Collect each line of the material below that contains the word "green".
+ + +
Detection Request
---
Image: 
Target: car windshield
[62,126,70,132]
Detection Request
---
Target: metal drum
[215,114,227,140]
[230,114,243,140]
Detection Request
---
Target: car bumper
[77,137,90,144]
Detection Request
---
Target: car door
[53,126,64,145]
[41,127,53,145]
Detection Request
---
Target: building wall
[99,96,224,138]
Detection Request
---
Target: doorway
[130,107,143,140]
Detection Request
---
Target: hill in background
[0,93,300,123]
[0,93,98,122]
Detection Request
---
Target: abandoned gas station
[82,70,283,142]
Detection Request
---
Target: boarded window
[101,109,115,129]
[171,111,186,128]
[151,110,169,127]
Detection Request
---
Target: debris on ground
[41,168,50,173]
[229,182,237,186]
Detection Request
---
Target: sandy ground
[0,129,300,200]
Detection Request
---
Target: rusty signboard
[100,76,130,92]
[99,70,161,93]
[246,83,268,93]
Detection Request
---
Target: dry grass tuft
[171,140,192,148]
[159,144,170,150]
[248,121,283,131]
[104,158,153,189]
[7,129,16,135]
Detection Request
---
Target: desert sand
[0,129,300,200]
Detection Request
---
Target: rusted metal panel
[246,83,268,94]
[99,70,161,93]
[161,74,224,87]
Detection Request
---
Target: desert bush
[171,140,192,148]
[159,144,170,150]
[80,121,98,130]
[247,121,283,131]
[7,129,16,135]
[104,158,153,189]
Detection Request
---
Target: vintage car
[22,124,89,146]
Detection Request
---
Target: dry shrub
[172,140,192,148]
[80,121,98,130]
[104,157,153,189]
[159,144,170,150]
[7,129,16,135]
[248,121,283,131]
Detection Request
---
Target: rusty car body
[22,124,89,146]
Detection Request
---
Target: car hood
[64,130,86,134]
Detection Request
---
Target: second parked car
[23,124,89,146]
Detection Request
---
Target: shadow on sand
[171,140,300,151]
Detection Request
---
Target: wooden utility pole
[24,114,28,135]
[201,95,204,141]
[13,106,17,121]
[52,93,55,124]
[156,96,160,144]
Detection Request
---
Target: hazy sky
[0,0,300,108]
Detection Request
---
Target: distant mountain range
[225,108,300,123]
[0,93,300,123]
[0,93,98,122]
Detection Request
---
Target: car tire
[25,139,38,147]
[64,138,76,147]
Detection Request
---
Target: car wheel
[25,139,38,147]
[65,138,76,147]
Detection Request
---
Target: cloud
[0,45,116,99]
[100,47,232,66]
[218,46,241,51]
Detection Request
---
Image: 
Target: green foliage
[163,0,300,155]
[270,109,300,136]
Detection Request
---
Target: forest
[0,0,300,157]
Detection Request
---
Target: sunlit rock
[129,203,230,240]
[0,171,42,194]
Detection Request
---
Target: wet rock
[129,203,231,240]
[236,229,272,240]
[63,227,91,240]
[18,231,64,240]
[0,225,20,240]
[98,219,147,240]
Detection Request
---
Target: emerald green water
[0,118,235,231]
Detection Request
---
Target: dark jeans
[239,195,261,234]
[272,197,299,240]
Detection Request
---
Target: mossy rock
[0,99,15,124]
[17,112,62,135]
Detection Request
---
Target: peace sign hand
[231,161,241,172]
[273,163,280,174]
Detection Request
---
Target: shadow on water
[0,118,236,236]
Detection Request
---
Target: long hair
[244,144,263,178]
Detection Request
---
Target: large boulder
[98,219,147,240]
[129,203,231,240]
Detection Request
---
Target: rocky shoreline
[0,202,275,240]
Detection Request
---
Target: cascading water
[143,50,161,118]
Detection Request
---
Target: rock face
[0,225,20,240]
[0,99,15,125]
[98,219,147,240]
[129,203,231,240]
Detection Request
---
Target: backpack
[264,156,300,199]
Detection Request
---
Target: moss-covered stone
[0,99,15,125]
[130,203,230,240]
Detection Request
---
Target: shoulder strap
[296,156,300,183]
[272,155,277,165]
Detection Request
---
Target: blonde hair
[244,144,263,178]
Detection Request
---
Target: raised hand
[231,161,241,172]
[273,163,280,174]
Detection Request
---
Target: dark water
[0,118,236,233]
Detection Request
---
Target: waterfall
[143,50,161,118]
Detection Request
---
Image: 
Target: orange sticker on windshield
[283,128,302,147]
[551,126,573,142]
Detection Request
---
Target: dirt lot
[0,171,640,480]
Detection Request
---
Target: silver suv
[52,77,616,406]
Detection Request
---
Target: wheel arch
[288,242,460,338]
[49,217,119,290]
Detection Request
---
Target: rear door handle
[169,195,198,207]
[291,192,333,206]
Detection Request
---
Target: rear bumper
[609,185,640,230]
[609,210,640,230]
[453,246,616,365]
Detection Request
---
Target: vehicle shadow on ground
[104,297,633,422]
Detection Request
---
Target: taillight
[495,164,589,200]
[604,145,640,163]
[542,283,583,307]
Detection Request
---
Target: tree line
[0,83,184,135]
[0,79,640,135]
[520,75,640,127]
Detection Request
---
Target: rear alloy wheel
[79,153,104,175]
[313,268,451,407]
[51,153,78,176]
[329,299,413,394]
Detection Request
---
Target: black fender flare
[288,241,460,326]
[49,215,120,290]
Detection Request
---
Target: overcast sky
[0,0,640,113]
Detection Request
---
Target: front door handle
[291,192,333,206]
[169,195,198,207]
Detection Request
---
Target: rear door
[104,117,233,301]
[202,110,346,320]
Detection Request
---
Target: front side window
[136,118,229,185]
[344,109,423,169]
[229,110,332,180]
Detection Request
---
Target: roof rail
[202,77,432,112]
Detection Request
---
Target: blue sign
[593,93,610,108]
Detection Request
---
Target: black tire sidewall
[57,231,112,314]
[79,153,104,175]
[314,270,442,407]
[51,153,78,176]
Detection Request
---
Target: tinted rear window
+ + +
> **COMPLETED TASK**
Target: green foliage
Target: emerald green water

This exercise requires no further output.